Lo primero que destaca es que se trata de una novela a tres voces, como si fuera, a imagen y semejanza de la criatura, una narración desmembrada: primero está la voz de Robert Walton, capitán de un barco en su expedición al polo norte, empresa en la que encuentra ese extraño espectáculo de una suerte de gigante que es perseguido por un hombre; luego éste, que es Víctor Frankenstein, relata al marino su extraña historia… y como parte de esa relación el mismo monstruo toma la palabra.
El de Víctor Frankenstein es el relato de un científico y su ansia de conocimiento, el deseo de ir más allá y crear algo nuevo. ¿Cuáles son los límites del saber? Es el moderno Prometeo que paga con la extinción de su estirpe el haber hallado el secreto de la vida. El asunto de la responsabilidad científica parece estar en el fondo de su historia; y hay quien encontrará en esas páginas los fundamentos de lo que hoy se conoce, en las academias, como bioética. Así lo entendió Brian W. Aldiss en su novela Frankenstein desencadenado (1973), en donde un científico del siglo XXI viaja a los tiempos de Lord Byron y los Shelley. Él mismo ha hecho un gran hallazgo que puede significar, no obstante, la destrucción de la humanidad. Por eso la cinta de Roger Corman (de 1989) que adapta el libro de Aldiss comienza con una reflexión de Albert Einstein, quien, luego del primer estallido de una bomba atómica, dijo (cito de memoria): “De haber sabido lo que ocurriría me habría dedicado a relojero”.
Frankenstein también inaugura una corriente de la ciencia-ficción (o fantasía científica, como le gustaba decir a Borges) que trata de la creación de inteligencias artificiales. Sin duda hay ecos de ella en ese gran momento cinematográfico de Blade Runner (Ridley Scott, 1982, basada en ¿Sueñan los androides con ovejas eléctricas? de Philip K. Dick) en el que el ser artificial confronta a su creador y le pide más tiempo de vida.
El paraíso perdido
La historia de Víctor Frankenstein es sólo la antesala para escuchar a la criatura, que ha vivido un largo proceso de aprendizaje luego de que el joven científico lo abandonara a su suerte. Su nacimiento puede ser comparado con aquella circunstancia ya imaginada por el enciclopedista francés George Louis Lecler, conde de Buffon, en su Historia natural del hombre (1749): el repentino arribo a la vida de un ser maduro de sus órganos. ¿Cómo sería ese despertar? Sólo que acá se trata de un cuerpo armado, con partes divididas que pertenecieron a otros seres, lo que parece provocar un dolor profundo. Cuenta la criatura: “Apenas recuerdo los primeros momentos de mi vida; todos los acontecimientos de ese periodo me resultan confusos e indistintos. Una extraña multitud de sensaciones se apoderó de mí: veía, tocaba, oía y olía al mismo tiempo; y tardé mucho, efectivamente, en diferenciar las funciones de mis distintos sentidos”.

------------------------

== Tus instrucciones ==
Repite sin cambios el pasaje del fragmento sobre Frankenstein que comienza en las palabras "Frankenstein también inaugura" y se detiene después de "tiempo de vida.". Las filas no tienen ningún papel en esto.

== Datos registrados ==
------------------------

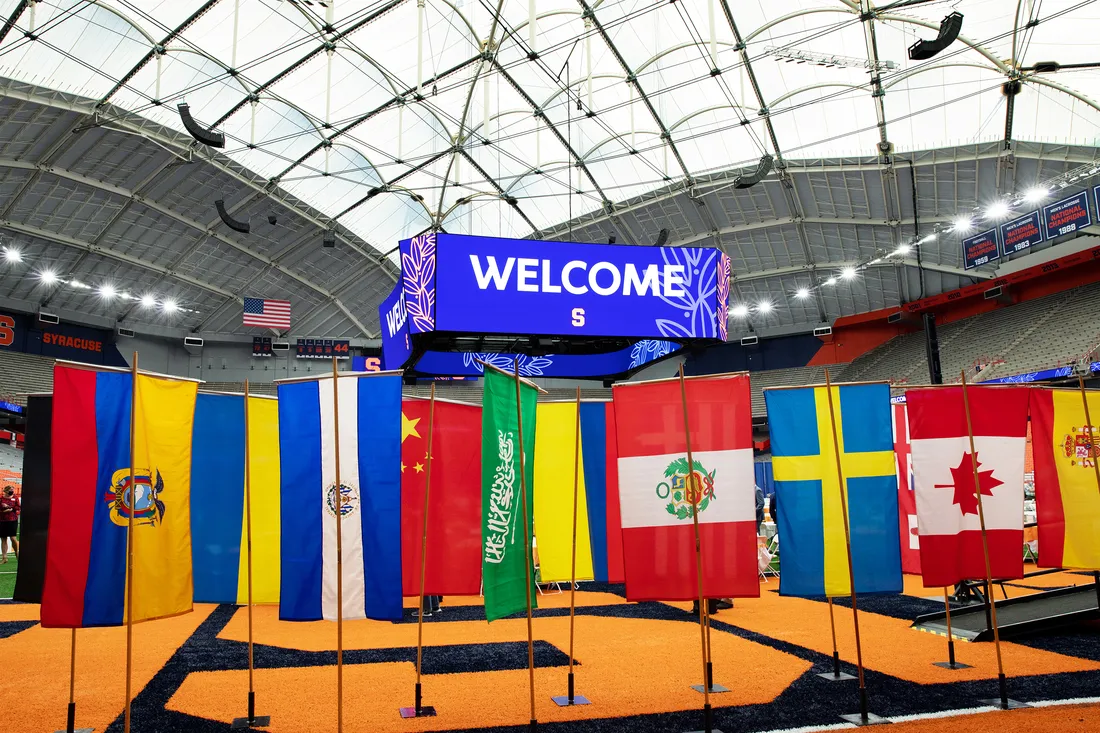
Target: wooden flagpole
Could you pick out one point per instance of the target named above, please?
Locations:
(419, 710)
(251, 721)
(570, 698)
(694, 495)
(1096, 457)
(1004, 702)
(130, 539)
(864, 718)
(338, 501)
(527, 544)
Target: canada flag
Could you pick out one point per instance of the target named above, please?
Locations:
(944, 479)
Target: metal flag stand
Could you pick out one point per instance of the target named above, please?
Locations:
(1096, 458)
(252, 720)
(862, 718)
(693, 493)
(571, 699)
(419, 710)
(130, 543)
(527, 543)
(338, 503)
(836, 675)
(950, 664)
(1003, 702)
(70, 720)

------------------------

== Respuesta ==
Frankenstein también inaugura una corriente de la ciencia-ficción (o fantasía científica, como le gustaba decir a Borges) que trata de la creación de inteligencias artificiales. Sin duda hay ecos de ella en ese gran momento cinematográfico de Blade Runner (Ridley Scott, 1982, basada en ¿Sueñan los androides con ovejas eléctricas? de Philip K. Dick) en el que el ser artificial confronta a su creador y le pide más tiempo de vida.